Stored records:

>> START

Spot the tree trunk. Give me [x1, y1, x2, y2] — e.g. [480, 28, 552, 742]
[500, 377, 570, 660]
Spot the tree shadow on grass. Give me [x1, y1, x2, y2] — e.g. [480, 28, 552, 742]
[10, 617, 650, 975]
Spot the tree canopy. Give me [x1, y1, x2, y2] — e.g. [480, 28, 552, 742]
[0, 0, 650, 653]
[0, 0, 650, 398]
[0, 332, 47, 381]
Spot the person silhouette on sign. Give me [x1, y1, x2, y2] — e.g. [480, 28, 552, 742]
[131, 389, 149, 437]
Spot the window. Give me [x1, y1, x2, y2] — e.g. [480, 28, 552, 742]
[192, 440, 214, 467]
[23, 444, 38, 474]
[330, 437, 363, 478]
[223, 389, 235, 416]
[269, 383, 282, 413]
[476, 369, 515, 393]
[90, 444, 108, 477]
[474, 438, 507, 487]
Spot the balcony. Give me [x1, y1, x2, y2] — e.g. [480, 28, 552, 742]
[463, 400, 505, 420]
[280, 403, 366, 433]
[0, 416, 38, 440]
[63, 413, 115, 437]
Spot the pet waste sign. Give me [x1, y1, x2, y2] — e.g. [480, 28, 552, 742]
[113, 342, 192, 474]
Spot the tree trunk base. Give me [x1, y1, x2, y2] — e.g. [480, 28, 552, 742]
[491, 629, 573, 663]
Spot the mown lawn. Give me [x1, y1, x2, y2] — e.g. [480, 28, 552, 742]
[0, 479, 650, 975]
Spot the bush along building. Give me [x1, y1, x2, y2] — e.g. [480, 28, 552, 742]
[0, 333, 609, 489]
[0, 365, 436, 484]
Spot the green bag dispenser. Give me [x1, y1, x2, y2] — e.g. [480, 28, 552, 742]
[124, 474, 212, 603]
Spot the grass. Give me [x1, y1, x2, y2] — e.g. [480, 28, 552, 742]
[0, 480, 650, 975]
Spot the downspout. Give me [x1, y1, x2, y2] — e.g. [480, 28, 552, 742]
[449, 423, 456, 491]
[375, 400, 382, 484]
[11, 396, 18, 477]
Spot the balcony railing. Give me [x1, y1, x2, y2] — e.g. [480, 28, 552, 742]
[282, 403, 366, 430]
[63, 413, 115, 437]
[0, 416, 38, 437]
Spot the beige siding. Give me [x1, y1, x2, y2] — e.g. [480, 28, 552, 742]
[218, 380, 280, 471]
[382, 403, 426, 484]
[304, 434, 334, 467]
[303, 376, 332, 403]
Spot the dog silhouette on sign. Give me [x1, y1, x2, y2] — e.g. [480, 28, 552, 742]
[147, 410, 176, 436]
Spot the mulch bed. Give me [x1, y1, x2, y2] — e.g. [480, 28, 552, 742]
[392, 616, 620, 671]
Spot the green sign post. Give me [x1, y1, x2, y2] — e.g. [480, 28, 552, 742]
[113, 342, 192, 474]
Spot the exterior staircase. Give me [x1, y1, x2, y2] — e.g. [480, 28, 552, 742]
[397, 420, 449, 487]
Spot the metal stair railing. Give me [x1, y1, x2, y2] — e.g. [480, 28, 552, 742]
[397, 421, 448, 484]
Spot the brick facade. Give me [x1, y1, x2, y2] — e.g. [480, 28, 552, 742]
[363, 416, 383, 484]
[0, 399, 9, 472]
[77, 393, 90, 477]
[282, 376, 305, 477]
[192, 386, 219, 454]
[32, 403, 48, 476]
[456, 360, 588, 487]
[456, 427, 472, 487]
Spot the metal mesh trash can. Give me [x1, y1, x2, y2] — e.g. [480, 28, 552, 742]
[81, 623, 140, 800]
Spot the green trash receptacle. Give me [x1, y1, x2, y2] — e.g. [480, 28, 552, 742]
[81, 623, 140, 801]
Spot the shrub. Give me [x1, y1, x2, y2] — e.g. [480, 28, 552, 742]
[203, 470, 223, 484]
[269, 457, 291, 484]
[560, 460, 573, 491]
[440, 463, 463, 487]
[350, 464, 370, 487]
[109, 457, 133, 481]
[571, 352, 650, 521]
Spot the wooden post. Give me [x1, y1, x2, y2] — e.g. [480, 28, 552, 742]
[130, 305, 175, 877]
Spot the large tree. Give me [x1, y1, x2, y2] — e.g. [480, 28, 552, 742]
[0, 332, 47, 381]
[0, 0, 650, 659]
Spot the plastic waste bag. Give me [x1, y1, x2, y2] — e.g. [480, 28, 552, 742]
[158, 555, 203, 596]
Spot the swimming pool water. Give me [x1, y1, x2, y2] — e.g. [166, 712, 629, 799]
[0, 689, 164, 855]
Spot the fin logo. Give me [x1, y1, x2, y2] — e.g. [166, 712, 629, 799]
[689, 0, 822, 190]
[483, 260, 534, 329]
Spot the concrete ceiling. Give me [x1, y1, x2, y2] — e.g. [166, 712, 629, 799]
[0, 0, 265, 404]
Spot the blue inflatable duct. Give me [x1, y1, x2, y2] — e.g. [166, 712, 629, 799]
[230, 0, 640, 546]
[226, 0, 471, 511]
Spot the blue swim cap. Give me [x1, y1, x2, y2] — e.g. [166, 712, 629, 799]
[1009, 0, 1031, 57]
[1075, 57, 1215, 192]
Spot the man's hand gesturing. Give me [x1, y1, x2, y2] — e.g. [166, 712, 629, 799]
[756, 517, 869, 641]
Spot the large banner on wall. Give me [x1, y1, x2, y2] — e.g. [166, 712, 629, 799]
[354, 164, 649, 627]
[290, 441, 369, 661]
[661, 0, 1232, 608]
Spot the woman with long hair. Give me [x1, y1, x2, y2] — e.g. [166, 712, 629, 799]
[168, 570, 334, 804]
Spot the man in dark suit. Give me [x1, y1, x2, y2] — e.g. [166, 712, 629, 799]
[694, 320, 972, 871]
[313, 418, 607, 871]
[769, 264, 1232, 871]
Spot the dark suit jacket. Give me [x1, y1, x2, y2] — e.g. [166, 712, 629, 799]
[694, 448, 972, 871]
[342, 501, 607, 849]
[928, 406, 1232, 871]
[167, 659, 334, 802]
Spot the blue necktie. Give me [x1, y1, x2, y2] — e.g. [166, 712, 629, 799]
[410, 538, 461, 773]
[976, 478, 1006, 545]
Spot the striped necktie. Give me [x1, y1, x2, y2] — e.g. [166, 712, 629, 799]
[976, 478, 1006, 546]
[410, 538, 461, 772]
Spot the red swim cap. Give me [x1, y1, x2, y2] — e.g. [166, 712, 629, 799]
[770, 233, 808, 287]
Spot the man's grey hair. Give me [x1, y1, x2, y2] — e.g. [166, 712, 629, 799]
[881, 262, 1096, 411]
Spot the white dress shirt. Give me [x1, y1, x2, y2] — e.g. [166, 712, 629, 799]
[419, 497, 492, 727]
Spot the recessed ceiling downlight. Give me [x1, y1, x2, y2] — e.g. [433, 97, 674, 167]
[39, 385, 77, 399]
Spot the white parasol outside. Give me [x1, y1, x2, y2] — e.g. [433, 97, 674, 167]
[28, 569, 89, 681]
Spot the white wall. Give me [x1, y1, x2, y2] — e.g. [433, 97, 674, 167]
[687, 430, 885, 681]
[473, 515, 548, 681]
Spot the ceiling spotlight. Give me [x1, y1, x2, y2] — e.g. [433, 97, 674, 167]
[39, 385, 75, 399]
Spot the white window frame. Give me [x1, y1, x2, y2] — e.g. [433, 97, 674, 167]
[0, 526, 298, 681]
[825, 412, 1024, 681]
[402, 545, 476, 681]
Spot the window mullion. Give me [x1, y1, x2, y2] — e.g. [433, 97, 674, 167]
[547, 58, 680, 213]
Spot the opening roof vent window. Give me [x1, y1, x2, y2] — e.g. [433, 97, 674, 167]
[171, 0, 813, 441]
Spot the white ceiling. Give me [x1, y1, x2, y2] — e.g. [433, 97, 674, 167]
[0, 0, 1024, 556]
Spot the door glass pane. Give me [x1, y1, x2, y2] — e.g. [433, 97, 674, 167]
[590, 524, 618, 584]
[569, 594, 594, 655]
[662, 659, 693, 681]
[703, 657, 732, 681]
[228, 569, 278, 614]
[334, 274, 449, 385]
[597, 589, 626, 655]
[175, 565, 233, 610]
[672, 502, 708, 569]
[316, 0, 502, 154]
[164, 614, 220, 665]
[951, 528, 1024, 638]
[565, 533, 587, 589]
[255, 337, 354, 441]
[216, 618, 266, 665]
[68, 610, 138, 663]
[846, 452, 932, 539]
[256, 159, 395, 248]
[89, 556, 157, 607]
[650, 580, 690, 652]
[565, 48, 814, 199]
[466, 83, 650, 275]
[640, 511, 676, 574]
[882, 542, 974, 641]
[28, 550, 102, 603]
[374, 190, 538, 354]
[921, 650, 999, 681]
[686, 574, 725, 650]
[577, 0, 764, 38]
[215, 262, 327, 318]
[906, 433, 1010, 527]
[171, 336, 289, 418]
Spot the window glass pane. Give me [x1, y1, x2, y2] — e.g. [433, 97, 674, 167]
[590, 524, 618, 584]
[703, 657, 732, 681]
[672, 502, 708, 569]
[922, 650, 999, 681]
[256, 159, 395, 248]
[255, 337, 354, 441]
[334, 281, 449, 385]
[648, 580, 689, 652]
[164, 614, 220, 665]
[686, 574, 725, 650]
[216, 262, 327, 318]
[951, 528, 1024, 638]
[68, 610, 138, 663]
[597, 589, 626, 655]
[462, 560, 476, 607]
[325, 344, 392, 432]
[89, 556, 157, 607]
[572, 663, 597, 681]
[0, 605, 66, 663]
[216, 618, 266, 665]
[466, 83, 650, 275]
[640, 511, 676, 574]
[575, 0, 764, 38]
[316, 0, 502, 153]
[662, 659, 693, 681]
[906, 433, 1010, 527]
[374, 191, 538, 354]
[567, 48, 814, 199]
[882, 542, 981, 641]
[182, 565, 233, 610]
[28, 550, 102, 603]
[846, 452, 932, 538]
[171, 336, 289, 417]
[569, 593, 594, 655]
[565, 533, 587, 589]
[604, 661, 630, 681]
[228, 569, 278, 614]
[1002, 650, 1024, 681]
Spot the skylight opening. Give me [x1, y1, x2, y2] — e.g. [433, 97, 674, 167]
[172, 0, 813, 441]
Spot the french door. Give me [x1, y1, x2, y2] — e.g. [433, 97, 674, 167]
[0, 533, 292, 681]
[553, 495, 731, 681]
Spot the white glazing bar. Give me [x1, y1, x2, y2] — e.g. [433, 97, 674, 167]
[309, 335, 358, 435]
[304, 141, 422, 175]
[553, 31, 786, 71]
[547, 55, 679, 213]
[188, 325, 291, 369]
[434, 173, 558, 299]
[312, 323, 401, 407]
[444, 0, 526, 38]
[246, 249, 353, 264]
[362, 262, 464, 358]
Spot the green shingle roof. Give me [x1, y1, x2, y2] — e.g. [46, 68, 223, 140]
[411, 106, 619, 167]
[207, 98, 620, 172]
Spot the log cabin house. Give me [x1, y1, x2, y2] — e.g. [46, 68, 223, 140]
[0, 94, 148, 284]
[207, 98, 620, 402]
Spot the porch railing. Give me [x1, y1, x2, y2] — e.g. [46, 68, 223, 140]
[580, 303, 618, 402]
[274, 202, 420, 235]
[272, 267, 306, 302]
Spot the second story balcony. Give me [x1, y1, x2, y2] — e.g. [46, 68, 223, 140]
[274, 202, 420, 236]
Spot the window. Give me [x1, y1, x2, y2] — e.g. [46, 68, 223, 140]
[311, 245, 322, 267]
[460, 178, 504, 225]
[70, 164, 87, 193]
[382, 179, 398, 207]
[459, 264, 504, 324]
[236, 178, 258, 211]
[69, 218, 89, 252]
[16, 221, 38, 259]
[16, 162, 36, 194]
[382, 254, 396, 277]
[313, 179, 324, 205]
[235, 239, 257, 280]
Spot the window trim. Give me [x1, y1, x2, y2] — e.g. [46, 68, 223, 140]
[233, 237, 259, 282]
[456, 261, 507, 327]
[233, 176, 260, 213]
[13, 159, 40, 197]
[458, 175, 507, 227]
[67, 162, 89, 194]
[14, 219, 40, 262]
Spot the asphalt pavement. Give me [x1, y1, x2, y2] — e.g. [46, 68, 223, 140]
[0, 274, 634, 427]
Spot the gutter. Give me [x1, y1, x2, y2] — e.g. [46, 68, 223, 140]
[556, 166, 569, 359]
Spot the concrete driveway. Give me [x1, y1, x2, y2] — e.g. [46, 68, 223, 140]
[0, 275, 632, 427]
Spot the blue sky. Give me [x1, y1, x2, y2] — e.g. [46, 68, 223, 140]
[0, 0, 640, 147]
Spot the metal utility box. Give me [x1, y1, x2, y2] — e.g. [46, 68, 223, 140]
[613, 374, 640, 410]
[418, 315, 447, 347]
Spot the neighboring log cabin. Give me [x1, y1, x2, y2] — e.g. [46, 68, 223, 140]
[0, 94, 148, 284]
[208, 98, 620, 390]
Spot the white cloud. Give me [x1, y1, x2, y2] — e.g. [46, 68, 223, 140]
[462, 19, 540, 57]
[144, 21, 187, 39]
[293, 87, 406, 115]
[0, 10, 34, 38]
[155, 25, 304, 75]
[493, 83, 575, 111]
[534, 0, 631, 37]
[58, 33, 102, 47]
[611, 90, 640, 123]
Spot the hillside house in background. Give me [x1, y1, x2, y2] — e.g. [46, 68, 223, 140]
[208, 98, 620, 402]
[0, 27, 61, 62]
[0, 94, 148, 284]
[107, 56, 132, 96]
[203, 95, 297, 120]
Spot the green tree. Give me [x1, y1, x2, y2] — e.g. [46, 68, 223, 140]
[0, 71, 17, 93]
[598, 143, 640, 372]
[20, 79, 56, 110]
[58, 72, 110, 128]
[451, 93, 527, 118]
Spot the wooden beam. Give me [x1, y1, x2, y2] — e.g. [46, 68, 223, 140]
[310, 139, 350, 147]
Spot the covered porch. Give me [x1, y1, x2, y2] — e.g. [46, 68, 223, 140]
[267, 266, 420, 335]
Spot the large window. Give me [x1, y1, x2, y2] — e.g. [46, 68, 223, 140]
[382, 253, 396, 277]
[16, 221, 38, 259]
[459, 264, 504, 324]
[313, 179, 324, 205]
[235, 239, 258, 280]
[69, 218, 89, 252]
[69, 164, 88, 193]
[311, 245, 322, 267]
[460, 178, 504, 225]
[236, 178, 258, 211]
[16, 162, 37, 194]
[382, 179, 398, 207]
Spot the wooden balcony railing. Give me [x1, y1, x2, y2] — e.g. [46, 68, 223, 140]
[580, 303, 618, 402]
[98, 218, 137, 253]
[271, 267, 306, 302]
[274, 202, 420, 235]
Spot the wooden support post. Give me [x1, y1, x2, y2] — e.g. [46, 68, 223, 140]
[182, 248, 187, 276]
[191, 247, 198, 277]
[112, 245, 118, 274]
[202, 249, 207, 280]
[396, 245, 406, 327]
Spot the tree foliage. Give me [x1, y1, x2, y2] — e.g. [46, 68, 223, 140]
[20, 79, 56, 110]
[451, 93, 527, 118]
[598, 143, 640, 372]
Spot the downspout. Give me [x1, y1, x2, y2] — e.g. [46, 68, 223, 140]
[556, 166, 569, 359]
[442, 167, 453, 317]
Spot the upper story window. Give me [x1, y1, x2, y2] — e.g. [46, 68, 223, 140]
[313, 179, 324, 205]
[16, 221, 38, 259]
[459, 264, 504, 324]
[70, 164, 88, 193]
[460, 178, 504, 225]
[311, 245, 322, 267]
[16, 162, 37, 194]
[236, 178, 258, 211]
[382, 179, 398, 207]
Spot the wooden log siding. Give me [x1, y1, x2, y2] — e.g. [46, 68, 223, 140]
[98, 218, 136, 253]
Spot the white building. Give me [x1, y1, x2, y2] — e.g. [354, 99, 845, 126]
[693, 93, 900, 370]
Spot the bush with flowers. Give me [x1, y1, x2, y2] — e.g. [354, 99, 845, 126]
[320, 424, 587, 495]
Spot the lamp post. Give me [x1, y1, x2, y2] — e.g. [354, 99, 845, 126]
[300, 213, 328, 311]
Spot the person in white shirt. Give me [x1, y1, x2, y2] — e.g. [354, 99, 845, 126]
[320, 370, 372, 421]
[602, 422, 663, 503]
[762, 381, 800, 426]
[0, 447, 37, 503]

>> END

WRITTEN REQUEST:
Rescale the material from its first line up to and including the line containing "[10, 617, 650, 975]". Write those lines out again with the requests included, multiply every bounding-box coordinate in the answers by 0.9 and round it to a whole number with halves rounded up, and leave the requests and their sample coordinates unchanged.

TASK OUTPUT:
Spot the tree trunk. Give me [x1, y1, x2, y2] — e.g. [480, 28, 552, 742]
[450, 339, 513, 594]
Spot the tree shadow on grass. Give me [x1, y1, x2, y2] — e.g. [480, 28, 552, 742]
[9, 555, 585, 878]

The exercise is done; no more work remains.